YOUR TASK - With the pictures excluded, repeat every entry exactly.

RECORDS FOR THE TASK -
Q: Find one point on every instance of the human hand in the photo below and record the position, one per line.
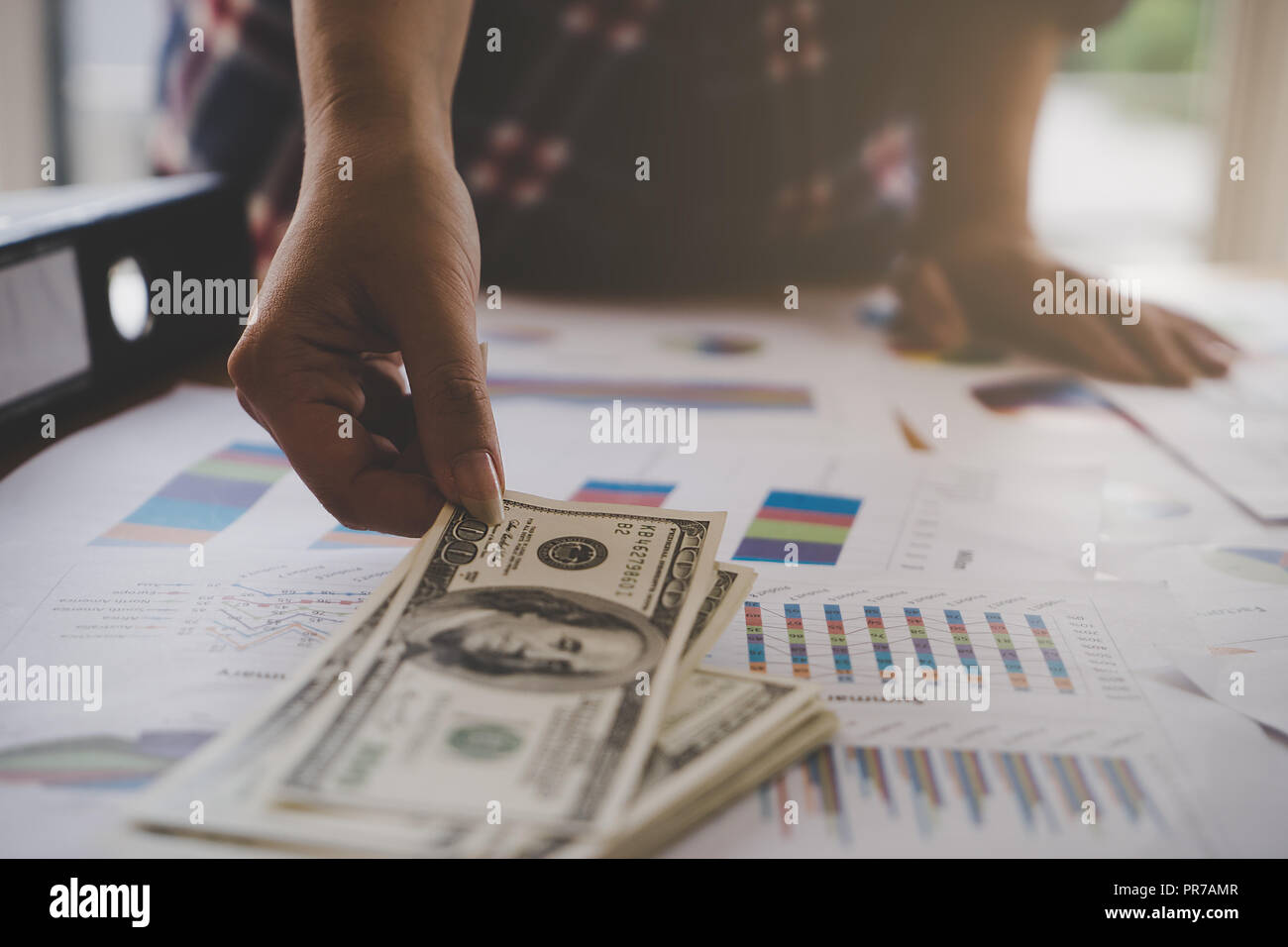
(374, 273)
(980, 286)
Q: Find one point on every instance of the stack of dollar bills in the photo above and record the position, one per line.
(524, 689)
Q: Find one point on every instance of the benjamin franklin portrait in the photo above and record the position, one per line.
(531, 638)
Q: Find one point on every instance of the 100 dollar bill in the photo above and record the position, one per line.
(522, 669)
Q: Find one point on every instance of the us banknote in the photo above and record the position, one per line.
(520, 669)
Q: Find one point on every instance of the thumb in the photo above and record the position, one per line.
(454, 412)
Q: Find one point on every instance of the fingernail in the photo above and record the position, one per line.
(478, 486)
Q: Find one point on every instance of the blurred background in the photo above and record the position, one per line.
(1131, 165)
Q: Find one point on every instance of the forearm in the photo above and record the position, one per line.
(979, 88)
(378, 69)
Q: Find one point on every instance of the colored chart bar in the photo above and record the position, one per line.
(879, 637)
(1024, 785)
(1052, 657)
(872, 775)
(621, 492)
(797, 641)
(815, 523)
(344, 538)
(822, 792)
(1073, 785)
(964, 764)
(914, 767)
(1119, 774)
(755, 638)
(965, 652)
(1006, 647)
(840, 650)
(653, 393)
(919, 641)
(202, 500)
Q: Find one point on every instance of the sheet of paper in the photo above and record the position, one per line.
(1072, 719)
(1233, 431)
(1248, 684)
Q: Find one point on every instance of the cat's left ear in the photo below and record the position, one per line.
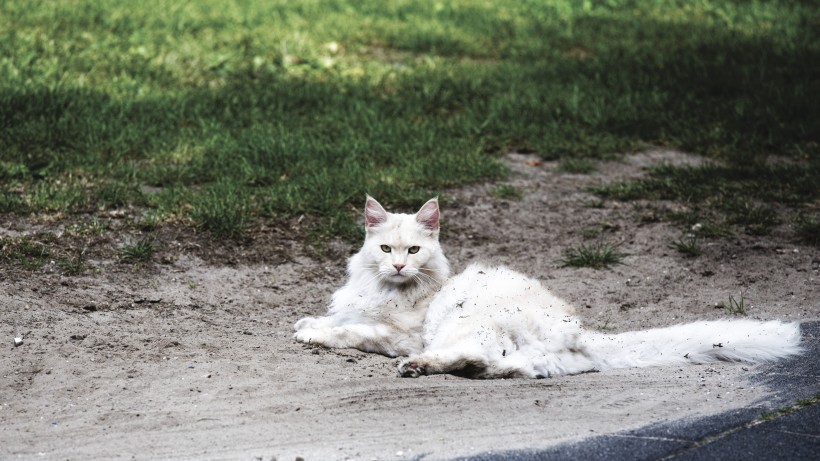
(428, 215)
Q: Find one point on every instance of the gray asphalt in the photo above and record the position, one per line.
(732, 435)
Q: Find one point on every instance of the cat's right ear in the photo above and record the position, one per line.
(374, 214)
(428, 215)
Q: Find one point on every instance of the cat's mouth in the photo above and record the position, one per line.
(398, 277)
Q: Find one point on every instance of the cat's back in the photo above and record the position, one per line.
(483, 292)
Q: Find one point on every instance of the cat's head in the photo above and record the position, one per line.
(402, 248)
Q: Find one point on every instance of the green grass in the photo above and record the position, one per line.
(507, 192)
(219, 113)
(597, 256)
(576, 166)
(735, 306)
(687, 245)
(141, 250)
(797, 406)
(808, 230)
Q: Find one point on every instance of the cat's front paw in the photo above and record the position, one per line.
(307, 322)
(411, 369)
(312, 336)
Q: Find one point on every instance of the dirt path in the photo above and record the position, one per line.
(190, 360)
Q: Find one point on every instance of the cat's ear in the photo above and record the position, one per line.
(428, 215)
(374, 214)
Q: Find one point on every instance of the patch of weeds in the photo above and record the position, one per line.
(734, 306)
(28, 254)
(799, 405)
(576, 166)
(223, 209)
(116, 194)
(142, 250)
(757, 220)
(507, 192)
(95, 226)
(597, 256)
(687, 245)
(808, 230)
(73, 265)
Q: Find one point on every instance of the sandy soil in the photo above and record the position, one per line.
(192, 357)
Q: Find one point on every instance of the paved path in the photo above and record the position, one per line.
(734, 435)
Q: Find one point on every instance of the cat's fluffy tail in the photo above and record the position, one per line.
(699, 342)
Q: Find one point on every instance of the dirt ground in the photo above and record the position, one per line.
(192, 357)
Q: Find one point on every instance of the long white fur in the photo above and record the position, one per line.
(491, 322)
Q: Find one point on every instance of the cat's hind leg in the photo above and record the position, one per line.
(458, 364)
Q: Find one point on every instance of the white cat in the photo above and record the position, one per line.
(493, 322)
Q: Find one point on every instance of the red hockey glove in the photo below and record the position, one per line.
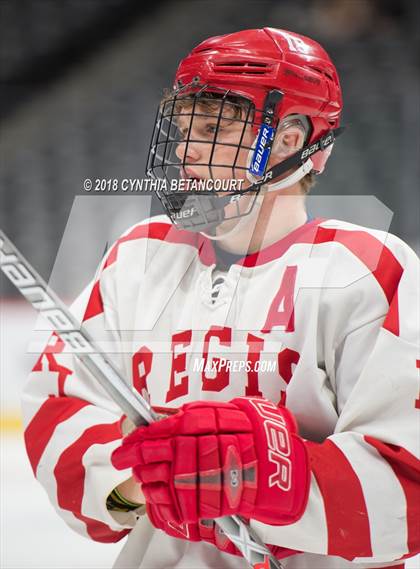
(215, 459)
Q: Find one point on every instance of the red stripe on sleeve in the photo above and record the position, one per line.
(52, 412)
(70, 476)
(407, 469)
(392, 321)
(168, 233)
(95, 305)
(99, 531)
(345, 507)
(54, 346)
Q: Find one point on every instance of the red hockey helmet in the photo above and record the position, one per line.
(250, 63)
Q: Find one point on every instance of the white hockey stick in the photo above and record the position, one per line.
(78, 340)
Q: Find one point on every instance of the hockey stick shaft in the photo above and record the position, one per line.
(78, 341)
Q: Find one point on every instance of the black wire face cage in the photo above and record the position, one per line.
(193, 128)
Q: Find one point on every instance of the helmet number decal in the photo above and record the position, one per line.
(262, 150)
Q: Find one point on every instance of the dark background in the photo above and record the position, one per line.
(80, 82)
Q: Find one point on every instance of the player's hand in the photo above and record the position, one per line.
(215, 459)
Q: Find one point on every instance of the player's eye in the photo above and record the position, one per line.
(212, 128)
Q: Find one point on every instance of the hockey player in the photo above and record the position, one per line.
(283, 349)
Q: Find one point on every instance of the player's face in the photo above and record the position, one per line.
(213, 149)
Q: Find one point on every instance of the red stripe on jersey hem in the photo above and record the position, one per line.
(95, 304)
(52, 412)
(344, 503)
(168, 233)
(407, 470)
(70, 473)
(303, 234)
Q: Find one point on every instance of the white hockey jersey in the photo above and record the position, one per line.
(324, 321)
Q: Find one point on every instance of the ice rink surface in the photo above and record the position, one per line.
(33, 536)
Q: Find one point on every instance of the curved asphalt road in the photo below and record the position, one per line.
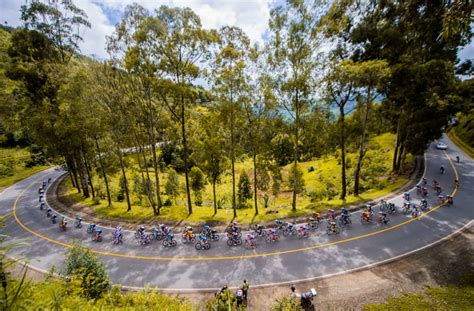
(290, 260)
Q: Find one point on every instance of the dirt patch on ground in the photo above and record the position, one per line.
(446, 263)
(58, 200)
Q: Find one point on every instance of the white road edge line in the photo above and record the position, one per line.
(208, 289)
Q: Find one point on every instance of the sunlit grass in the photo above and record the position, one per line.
(16, 159)
(326, 170)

FINAL ANSWER -
Q: Find one point on every instance of the human hand in the photo below and record the position, one per line.
(374, 273)
(980, 286)
Q: Find one point on every instance of the stack of dollar bills in the photo above and record the position, one per line.
(524, 689)
Q: Find one point on every instance of the benjamin franklin portrait in the photo above and record the position, one per line.
(531, 638)
Q: Find one point on every instance of the 100 dollar bill in the photo above and record the position, one per line.
(522, 669)
Q: Find one point on every instance of the us banknote in the photo above and record the position, one per line.
(520, 669)
Q: Find one point on every instance of the thumb in the photo above and record the position, one per line.
(454, 412)
Q: Find one point on every instance of the fingernail in the photo above and record the position, one per line.
(478, 486)
Q: Find one point on every instance of the blurred background in the photo above and record the position, one per line.
(1131, 165)
Q: Find one point on every instance of the forearm in the photo above and record the position, one per line.
(979, 88)
(378, 69)
Q: Find one point on every instance of the colored chart bar in the photo above and record the position, one per line.
(879, 637)
(1024, 785)
(1052, 657)
(872, 775)
(621, 492)
(797, 641)
(815, 523)
(344, 538)
(822, 792)
(1073, 785)
(964, 764)
(914, 767)
(1119, 774)
(755, 638)
(965, 652)
(1006, 647)
(840, 650)
(653, 393)
(919, 641)
(202, 500)
Q: Find one point on every instance of the sheet of paper in the photo above and record the position, one per line.
(1072, 719)
(1233, 431)
(1248, 684)
Q: Find one point on every instance of the cat's left ear in the photo below and record the position, one per line.
(428, 215)
Q: Find one point on every instance of the gray asphalt in the photo above and record the position, one per line.
(732, 435)
Q: Find one point on every instance of the cat's right ear in the photo above and record the position, one per line.
(374, 214)
(428, 215)
Q: Find one point on every instance of the cat's mouth in the photo above and record the position, one per line.
(398, 277)
Q: Find one point on every instance of the cat's back in the photo above and record the position, one per line.
(483, 292)
Q: Find one point on every instance of the cat's head in the photo above and record the position, one per line.
(402, 248)
Q: Find one point on every instance of the green grass in the photo above and record the position, one per line.
(507, 192)
(219, 113)
(597, 256)
(576, 166)
(735, 306)
(687, 245)
(141, 250)
(797, 406)
(808, 230)
Q: Find one point on every instance of the cat's front paw in the photo above and record the position, one per line.
(307, 322)
(411, 369)
(312, 336)
Q: Find one point on every instance of the dirt path in the photo above and record the position, one per line.
(190, 360)
Q: Find one point on every instance of the cat's ear in the photo above and record the position, one per line.
(428, 215)
(374, 214)
Q: Find one point on every instance of the patch of weeds in the photo above and record the position, one per line.
(734, 306)
(28, 254)
(799, 405)
(576, 166)
(223, 209)
(116, 194)
(142, 250)
(757, 220)
(507, 192)
(95, 226)
(597, 256)
(687, 245)
(808, 230)
(73, 265)
Q: Find one point on every instance of the sandy soil in the photo above and record the position, one per line.
(192, 357)
Q: Find one point on every instance of the paved path in the photo above and record the position, one per line.
(734, 435)
Q: Find one point on every instance of the cat's fluffy tail in the photo above and record the position, one per line.
(699, 342)
Q: Find one point on every instance of the dirt ground in the photo above and record the position, one per line.
(192, 357)
Q: Find one point on every instance of the long white fur in the photo above and record the position, one per line.
(491, 322)
Q: Find one point on every instance of the cat's hind leg in the photo above and record the position, one per line.
(458, 364)
Q: Find one point on every instance of the white cat in the photo above and record the position, one per line.
(493, 322)
Q: Find one point on every instance of the red hockey glove in the photo below and record the position, one per line.
(215, 459)
Q: Find one point on every instance of the red stripe on sleeve in the photo above and record the position, one per line.
(52, 412)
(70, 476)
(407, 469)
(392, 321)
(168, 233)
(95, 305)
(99, 531)
(345, 507)
(54, 346)
Q: Find one point on every instance of the red hockey helmet in the photo above and record the position, one per line.
(250, 63)
Q: Find one point on every instance of the white hockey stick in the photo above and record the position, one per line.
(78, 340)
Q: Find one point on every instance of the hockey stick shaft in the photo above and record the position, one per line.
(78, 341)
Q: Find one point on every instance of the black wire face cage in the photo above and record the position, one per line.
(193, 128)
Q: Find one point on every instance of the helmet number decal in the photo above and record the position, one per line.
(262, 150)
Q: Find one point on every instance of the dark background in the photo above and record the position, one per line.
(80, 82)
Q: Find one point on every instance of the player's hand in the photo above and record the position, one per line.
(215, 459)
Q: Find one point on every instance of the player's eye in the photo above and record the position, one per line.
(212, 128)
Q: Find one point on every instance of the hockey player in the photo above and record the position, one per line.
(283, 349)
Q: Find one point on every instance of the player's face in the photo above and record the position, one per line.
(213, 149)
Q: Find one point on every instance of the red stripe on jersey hem in the photo above and record the position, one per line.
(95, 304)
(52, 412)
(344, 503)
(168, 233)
(407, 470)
(70, 473)
(303, 234)
Q: Find one point on every instance of the white hockey jersey in the photo above and record the position, one per line.
(324, 321)
Q: Find one point on every instance of the ice rink surface in the photo above and record the position, one per line.
(33, 536)
Q: Find one point on every instance of the curved asphalt road in the photo below and record the position, one per line.
(290, 260)
Q: Find one point on every instance of the dirt patch on ground in the photo above and record the position, one per line.
(446, 263)
(58, 200)
Q: Find one point on every instance of the white road edge line in the photo above and record the position, one per line.
(208, 289)
Q: Find one point on every instance of the sunlit grass in the photo above and record the position, one per line.
(16, 159)
(326, 170)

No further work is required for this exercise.